____ TEXTE PRÉSENTÉ
Partageant sa vie entre la France et Tahiti, la franco-sino-tahitienne Yiling Changues, à la fois graphiste, illustratrice et artiste, a déjà participé à deux expositions au fenua, dont celle toute personnelle inaugurée hier jeudi 6 mai à la galerie Winkler intitulée « Iho vahine ». Elle y explore avec justesse et poésie la nature féminine polynésienne via une pratique du dessin à l’encre particulièrement maîtrisée et originale, tout en questionnant le prisme du mythe de la vahine véhiculé par l’histoire coloniale. Le message porté par Yiling : que chaque femme polynésienne puisse se construire un autre modèle féminin à son image : multiple et solidement ancrée entre nature et culture.

Fascinés, on plonge dans l’univers de Yiling Changues aussi instantanément que dans un poème, à la fois pictural et littéraire. Mêlant réalisme et onirisme, nature et culture, dessins et texte, l’artiste et illustratrice franco-sino-tahitienne s’inscrit dans la lignée de femmes artistes contemporaines particulièrement talentueuses. Elle présente une trentaine d’œuvres, « des encres sur papier, pastel gras, crayons de couleur sur papier, et quelques acryliques sur toile ». Les œuvres de Yiling Changues font la part belle aux corps féminins résolument authentiques, immergés dans une nature polynésienne généreuse, foisonnante et cosmogonique telle« Rumia », réinterprétation toute personnelle du mythe de la création.

Une ode poétique à la nature féminine polynésienne

La nature y est effectivement omniprésente, omnipotente lorsqu’elle ne se retrouve pas elle-même constitutive des corps, comme pour « Billie » – buste lové au cœur de racines aériennes. Cette toile-ci est un hommage au photographe anglais des années 1960, Bill Brandt, et ses grands-angles de détails anatomiques féminins. Chez Yiling, corps et nature locale se confondent, s’interpénètrent : māpē, ‘ape, bananiers, tō’ere, autant d’éléments constitutifs de son travail. Pour l’artiste, il s’agit plus que jamais de délivrer la femme polynésienne du diktat des clichés pour lui offrir un autre avenir. L’artiste fait alors évoluer « la Polynésie loin de son mentor colonial, naviguant entre image d’Épinal et désillusion, traditions et mondialisation, authenticité et folklore. »
________
____ EXTRAITS DU JEU
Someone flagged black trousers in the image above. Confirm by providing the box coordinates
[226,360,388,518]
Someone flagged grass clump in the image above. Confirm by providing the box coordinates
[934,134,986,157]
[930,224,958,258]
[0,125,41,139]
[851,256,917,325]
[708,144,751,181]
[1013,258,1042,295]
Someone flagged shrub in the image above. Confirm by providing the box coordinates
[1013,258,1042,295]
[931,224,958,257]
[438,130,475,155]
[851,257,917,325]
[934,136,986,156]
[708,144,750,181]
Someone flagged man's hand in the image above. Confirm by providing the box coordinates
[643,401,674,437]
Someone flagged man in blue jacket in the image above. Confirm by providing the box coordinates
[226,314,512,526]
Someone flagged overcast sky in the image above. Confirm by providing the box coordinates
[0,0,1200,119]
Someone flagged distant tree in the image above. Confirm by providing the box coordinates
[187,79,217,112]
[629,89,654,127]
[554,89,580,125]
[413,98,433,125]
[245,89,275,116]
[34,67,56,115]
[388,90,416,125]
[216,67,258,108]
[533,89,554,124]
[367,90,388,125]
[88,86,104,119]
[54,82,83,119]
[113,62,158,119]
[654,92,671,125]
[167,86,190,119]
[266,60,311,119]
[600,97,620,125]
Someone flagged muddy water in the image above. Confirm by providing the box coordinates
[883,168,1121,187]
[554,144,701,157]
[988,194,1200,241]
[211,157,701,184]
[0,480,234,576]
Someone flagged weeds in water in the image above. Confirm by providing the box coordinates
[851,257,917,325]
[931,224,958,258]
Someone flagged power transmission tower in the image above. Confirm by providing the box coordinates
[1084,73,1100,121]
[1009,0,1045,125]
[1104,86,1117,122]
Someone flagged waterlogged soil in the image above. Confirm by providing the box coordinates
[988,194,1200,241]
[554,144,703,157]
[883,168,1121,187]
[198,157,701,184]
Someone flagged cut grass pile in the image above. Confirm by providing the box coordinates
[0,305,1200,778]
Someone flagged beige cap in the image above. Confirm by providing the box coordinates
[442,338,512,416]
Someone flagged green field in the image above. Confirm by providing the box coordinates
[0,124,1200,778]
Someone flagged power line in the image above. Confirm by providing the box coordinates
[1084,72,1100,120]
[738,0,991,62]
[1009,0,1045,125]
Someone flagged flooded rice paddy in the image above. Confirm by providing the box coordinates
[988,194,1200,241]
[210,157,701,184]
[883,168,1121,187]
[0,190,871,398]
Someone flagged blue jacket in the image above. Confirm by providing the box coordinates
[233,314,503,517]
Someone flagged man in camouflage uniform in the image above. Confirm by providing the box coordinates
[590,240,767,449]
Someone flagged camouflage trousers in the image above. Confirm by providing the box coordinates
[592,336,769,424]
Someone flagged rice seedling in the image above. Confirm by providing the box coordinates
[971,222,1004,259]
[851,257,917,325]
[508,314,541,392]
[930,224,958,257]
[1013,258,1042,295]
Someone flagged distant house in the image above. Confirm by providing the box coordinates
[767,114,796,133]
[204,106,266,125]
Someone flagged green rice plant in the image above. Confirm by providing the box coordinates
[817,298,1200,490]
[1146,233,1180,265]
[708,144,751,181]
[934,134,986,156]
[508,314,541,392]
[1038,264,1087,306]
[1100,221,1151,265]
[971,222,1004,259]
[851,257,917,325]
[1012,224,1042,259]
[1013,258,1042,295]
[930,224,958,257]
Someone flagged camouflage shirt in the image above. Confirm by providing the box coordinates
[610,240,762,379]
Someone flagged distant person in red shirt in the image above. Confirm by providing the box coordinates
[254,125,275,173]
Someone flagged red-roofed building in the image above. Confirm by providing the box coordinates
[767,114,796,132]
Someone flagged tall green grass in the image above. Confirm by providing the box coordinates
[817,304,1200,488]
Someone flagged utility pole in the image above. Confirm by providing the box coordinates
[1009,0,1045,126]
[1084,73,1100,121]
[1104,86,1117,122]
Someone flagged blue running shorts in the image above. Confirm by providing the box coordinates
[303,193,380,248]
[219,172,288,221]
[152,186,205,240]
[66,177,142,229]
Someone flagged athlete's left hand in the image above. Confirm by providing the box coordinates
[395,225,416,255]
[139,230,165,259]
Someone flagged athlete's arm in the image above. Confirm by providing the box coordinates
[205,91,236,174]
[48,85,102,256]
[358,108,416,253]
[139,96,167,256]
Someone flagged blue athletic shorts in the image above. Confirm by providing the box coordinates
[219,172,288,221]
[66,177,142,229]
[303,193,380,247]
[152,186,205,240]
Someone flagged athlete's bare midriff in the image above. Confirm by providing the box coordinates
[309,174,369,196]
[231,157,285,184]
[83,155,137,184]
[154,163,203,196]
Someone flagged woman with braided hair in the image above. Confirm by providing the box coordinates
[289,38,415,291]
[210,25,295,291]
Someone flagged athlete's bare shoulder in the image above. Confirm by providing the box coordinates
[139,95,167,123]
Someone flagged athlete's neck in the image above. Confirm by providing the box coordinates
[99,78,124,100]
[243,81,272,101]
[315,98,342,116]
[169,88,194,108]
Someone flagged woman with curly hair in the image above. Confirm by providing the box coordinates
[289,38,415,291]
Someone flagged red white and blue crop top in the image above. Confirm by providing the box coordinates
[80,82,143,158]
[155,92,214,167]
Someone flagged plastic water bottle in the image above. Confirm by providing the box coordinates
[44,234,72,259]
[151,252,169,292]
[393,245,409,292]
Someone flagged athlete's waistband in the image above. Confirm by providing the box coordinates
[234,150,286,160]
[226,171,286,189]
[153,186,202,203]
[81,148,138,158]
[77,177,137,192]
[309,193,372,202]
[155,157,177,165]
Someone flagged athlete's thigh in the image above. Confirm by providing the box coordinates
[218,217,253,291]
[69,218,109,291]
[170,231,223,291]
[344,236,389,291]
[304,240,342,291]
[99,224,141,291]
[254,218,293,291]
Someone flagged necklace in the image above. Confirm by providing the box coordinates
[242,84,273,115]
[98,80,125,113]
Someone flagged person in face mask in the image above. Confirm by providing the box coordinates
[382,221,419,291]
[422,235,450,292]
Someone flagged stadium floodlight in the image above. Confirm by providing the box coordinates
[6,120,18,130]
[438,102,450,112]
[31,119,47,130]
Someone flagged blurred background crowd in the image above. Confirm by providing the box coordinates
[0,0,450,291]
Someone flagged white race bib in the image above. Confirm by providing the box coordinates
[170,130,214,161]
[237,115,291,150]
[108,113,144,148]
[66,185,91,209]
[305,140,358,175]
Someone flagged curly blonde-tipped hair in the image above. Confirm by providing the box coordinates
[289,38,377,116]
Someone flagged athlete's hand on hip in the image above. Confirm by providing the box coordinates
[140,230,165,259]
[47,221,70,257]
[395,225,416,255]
________
== EXERCICES ==
- 1) Résumez en deux phrases le texte sur Yiling Changues.
- 2) Prolongez le texte sur Yiling Changues à partir de sa dernière phrase.
Les lignes enregistrées n'interviennent pas ici.

== RÉPONSES FINALES ==
- 1) Yiling Changues, graphiste, illustratrice et artiste franco-sino-tahitienne, présente à la galerie Winkler l'exposition personnelle « Iho vahine », une trentaine d'œuvres où elle explore la nature féminine polynésienne par un dessin à l'encre maîtrisé. Ses œuvres mêlent des corps féminins authentiques à la nature polynésienne et questionnent le mythe colonial de la vahine, afin que chaque femme polynésienne puisse se construire un autre modèle à son image.

- 2)
©Vaiana Drollet

Retour au fenua : participation à la scène artistique locale

De retour au fenua depuis à peine deux mois,  après 10 ans en France, Yiling Changues a déjà fait parler de son travail à travers deux expositions-clés de cette reprise culturelle 2021. Après avoir présenté deux dessins à l’encre sur papier (« Sous ma peau la forêt ») lors de l’exposition collective Art-Hine en mars dernier dans le cadre de la Journée internationale des droits des femmes, le public peut retrouver jusqu’au 18 mai une grande partie de son travail à la galerie Winkler. « Iho Vahine » représente pour l’artiste une deuxième exposition qui marque sa toute première exposition personnelle à Tahiti, grâce à une production florissante : 27 dessins originaux, 3 toiles et 14 impressions.

Yiling fait ainsi une arrivée remarquée sur la scène artistique locale et fait partie des nouvelles figures de proue : « ma pratique artistique existait déjà avant mon retour au fenua mais désormais elle prend tout son sens. J’aimerais trouver ma place ici. Maintenant que je suis revenue, j’ai à cœur de m’investir pleinement sur la scène locale. »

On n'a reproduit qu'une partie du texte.